§ **DESCRIPTION OF THE TASK**
With the line that contains "The baby's cheek" as the first line, output exactly every line through the end of the material.

§ **LISTED RECORDS**
▽

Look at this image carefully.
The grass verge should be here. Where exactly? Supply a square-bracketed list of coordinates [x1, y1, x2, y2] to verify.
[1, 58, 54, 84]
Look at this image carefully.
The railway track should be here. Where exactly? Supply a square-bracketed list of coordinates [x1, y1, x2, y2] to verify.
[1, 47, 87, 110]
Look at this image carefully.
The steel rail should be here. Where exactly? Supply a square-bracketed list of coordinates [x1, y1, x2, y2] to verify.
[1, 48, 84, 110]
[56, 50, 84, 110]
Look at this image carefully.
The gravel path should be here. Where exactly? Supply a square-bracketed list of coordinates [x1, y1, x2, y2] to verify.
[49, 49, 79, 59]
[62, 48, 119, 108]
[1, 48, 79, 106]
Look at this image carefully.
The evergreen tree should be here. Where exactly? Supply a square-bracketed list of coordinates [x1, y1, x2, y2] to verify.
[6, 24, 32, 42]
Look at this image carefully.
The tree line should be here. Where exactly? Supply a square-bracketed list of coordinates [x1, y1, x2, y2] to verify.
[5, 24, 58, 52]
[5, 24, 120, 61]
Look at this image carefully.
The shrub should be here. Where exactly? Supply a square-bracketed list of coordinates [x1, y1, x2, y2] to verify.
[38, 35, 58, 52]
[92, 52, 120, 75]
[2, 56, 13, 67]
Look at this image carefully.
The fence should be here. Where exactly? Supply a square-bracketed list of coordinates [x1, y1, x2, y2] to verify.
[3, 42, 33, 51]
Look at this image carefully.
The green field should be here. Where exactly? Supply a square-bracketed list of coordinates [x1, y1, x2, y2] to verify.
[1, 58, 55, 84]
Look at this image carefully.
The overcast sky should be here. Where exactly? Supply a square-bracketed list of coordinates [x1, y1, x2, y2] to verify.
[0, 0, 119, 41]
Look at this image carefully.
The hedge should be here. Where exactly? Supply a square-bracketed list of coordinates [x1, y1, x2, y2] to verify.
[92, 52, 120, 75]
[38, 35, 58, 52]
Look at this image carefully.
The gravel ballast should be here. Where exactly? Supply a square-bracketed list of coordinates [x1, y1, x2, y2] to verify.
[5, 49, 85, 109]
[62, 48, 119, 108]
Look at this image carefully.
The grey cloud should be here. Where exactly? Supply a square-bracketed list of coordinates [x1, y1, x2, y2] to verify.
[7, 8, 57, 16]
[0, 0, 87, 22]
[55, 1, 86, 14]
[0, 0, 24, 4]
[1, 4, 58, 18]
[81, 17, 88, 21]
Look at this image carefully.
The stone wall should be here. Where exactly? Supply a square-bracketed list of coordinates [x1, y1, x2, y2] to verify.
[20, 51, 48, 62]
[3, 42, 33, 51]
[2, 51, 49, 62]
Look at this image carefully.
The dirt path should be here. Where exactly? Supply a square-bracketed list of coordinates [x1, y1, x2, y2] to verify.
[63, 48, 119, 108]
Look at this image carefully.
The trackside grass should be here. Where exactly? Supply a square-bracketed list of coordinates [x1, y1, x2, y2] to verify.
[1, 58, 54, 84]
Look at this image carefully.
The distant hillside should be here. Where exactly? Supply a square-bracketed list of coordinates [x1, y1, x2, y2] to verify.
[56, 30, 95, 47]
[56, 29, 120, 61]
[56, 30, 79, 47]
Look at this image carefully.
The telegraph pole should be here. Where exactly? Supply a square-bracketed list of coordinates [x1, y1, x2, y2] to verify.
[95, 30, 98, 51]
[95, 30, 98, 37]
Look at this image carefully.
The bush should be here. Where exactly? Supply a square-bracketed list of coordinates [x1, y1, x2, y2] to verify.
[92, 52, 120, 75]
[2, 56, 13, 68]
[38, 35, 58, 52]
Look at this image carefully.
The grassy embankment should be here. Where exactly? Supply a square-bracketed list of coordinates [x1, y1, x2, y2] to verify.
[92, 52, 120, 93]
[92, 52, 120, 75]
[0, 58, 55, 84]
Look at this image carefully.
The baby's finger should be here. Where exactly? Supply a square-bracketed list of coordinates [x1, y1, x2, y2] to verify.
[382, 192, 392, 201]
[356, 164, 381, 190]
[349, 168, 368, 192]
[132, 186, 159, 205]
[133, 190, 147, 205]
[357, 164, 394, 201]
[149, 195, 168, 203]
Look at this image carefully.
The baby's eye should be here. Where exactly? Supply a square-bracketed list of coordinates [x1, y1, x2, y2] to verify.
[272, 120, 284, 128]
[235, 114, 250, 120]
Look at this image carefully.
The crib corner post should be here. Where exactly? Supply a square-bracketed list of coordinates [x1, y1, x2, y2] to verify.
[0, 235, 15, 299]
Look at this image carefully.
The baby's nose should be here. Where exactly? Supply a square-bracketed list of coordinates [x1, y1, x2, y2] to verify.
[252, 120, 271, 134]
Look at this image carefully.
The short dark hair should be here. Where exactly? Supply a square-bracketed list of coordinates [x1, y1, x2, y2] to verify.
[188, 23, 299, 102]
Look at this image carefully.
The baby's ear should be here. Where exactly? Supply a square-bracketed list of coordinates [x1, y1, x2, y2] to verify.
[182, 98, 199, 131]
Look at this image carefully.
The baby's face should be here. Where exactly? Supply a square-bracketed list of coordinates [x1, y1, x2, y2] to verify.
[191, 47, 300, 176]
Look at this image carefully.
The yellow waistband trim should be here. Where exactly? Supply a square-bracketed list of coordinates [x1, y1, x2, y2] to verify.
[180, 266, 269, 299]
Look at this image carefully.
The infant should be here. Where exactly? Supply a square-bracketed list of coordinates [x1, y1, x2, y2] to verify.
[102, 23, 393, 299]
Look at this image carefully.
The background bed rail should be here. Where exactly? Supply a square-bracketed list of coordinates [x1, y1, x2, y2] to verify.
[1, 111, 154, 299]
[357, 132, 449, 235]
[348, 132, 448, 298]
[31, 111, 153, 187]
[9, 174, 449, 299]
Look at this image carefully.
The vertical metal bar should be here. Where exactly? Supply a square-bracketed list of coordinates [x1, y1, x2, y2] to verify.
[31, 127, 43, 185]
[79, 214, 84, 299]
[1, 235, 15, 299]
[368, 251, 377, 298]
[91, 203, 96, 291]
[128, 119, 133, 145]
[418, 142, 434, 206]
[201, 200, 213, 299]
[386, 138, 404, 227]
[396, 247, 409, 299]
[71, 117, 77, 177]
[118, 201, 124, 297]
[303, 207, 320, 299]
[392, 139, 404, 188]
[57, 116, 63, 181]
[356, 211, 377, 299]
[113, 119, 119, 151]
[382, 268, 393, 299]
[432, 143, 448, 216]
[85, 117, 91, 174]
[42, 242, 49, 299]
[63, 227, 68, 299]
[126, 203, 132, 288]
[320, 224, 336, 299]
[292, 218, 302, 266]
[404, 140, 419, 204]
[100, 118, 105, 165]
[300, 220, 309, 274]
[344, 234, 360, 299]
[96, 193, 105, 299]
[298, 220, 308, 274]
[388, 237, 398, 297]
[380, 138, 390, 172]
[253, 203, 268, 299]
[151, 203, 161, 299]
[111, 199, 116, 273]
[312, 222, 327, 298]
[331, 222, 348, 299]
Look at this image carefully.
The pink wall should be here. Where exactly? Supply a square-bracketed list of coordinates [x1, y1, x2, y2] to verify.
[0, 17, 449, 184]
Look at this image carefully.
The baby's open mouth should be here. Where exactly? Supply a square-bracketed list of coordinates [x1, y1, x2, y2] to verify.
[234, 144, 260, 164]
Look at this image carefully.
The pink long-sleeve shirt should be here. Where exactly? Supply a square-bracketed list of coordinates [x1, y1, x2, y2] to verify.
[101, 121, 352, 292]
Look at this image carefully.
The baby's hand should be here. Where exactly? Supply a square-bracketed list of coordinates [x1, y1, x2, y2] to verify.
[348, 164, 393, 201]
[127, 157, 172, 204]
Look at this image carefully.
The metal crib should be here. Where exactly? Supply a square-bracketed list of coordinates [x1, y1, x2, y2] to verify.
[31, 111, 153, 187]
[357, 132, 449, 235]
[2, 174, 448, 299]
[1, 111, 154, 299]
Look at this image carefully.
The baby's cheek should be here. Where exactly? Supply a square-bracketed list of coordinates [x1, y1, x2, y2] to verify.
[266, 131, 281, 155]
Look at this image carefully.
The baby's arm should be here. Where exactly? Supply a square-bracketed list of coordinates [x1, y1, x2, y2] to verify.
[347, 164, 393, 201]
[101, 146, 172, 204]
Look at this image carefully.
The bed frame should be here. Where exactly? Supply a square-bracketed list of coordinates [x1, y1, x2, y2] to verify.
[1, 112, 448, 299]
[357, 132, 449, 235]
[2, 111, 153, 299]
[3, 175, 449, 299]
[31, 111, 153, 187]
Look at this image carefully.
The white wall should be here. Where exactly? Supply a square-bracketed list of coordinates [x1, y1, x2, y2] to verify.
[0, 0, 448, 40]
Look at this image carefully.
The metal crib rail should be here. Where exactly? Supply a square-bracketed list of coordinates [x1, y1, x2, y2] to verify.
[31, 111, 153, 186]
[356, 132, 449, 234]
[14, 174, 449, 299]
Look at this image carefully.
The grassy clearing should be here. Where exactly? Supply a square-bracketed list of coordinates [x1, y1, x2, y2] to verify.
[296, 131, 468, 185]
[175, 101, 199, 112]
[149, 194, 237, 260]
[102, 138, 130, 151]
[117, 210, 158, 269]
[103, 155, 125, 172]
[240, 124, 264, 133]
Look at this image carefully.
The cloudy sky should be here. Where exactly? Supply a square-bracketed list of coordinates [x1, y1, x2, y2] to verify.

△

§ **OUTPUT BELOW**
The baby's cheek should be here. Where exactly? Supply a square-bracketed list of coordinates [x1, y1, x2, y2] to verify.
[266, 131, 281, 155]
Look at this image carefully.
The baby's arm should be here. Where exactly? Supply a square-bracketed list of coordinates [x1, y1, x2, y2] to verify.
[347, 164, 393, 201]
[101, 146, 172, 204]
Look at this image carefully.
The bed frame should be here. Where exactly? Supply a square-bracketed list of coordinates [x1, y1, x2, y2] to verify.
[1, 112, 448, 299]
[357, 132, 449, 235]
[2, 111, 153, 299]
[3, 175, 449, 299]
[31, 111, 153, 187]
Look at this image carefully.
The white wall should be here. Where exactly? Supply a square-bracketed list of coordinates [x1, y1, x2, y2] to verify.
[0, 0, 448, 40]
Look at this image carefully.
The metal crib rail should be here. Where exactly? Supply a square-bracketed list of coordinates [x1, y1, x2, y2] to verify.
[31, 111, 153, 186]
[356, 132, 449, 234]
[14, 174, 449, 299]
Look at this image carefully.
The grassy clearing should be here. Where exactly? Supply a square-bracketed list of coordinates [x1, y1, x2, y2] to verify.
[296, 131, 468, 185]
[175, 101, 199, 112]
[149, 194, 237, 260]
[102, 138, 130, 151]
[117, 210, 158, 269]
[103, 155, 125, 172]
[240, 124, 264, 133]
Look at this image carefully.
The cloudy sky should be here. Where exactly? Supply a square-bracketed list of coordinates [x1, y1, x2, y2] to verify.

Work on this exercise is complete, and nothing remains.